##### Raw data
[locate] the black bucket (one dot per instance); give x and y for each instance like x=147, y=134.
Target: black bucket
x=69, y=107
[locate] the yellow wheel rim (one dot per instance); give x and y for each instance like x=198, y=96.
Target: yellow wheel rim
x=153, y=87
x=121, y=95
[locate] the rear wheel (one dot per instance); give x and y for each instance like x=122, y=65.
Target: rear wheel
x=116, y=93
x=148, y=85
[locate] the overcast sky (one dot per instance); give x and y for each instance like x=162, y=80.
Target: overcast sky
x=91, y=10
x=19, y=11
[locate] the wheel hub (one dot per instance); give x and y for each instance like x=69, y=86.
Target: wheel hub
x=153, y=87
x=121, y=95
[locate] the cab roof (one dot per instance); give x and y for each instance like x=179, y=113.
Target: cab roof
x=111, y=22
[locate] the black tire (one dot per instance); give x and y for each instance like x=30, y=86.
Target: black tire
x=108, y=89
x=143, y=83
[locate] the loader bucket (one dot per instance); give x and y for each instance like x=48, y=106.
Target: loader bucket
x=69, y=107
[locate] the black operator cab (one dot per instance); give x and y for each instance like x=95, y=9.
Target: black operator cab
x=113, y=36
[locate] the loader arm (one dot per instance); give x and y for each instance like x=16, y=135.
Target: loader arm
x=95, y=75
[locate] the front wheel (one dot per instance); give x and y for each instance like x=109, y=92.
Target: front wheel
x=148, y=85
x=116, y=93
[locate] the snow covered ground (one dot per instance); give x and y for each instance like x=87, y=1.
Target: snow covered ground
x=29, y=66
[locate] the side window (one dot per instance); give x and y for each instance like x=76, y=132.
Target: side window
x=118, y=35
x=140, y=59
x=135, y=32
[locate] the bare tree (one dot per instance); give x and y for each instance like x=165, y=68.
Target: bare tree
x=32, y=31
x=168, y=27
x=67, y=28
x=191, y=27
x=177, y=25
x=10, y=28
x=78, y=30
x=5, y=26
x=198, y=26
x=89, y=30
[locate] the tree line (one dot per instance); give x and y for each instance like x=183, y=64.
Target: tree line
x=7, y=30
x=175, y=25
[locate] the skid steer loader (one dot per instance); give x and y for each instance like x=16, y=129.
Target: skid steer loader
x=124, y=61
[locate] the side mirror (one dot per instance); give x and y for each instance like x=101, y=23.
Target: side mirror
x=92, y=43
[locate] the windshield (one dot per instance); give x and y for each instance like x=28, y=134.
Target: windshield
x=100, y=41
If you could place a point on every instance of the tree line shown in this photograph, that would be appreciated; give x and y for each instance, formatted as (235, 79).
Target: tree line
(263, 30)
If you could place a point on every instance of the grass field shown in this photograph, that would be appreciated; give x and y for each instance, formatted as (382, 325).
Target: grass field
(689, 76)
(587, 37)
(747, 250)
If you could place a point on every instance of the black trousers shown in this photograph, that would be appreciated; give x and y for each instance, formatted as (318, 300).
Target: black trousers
##########
§ **Exercise details**
Please repeat each line from the one with "[locate] the skid" through the last line of the data above, and add nothing.

§ **Task response**
[locate] the skid steer loader (one dot per instance); give x and y for each instance like x=16, y=129.
Target: skid steer loader
x=124, y=61
[locate] the side mirror (one dot per instance); give x and y for each instance like x=101, y=23.
Target: side mirror
x=92, y=43
[locate] the windshield (one dot per instance); give x and y for each instance like x=28, y=134.
Target: windshield
x=100, y=41
If you could place a point on every instance of the tree line shown in this photograph, that would be appreciated; give x and y for each instance, formatted as (235, 79).
Target: tree line
(263, 30)
If you could place a point on every instance of the grass field shown in this photograph, that would be appreciated; give x and y for each instance, formatted as (382, 325).
Target: grass field
(689, 76)
(587, 37)
(747, 250)
If you could place a point on every instance of the black trousers shown in this photograph, that would be appreciated; give x and y for each instance, formatted as (318, 300).
Target: black trousers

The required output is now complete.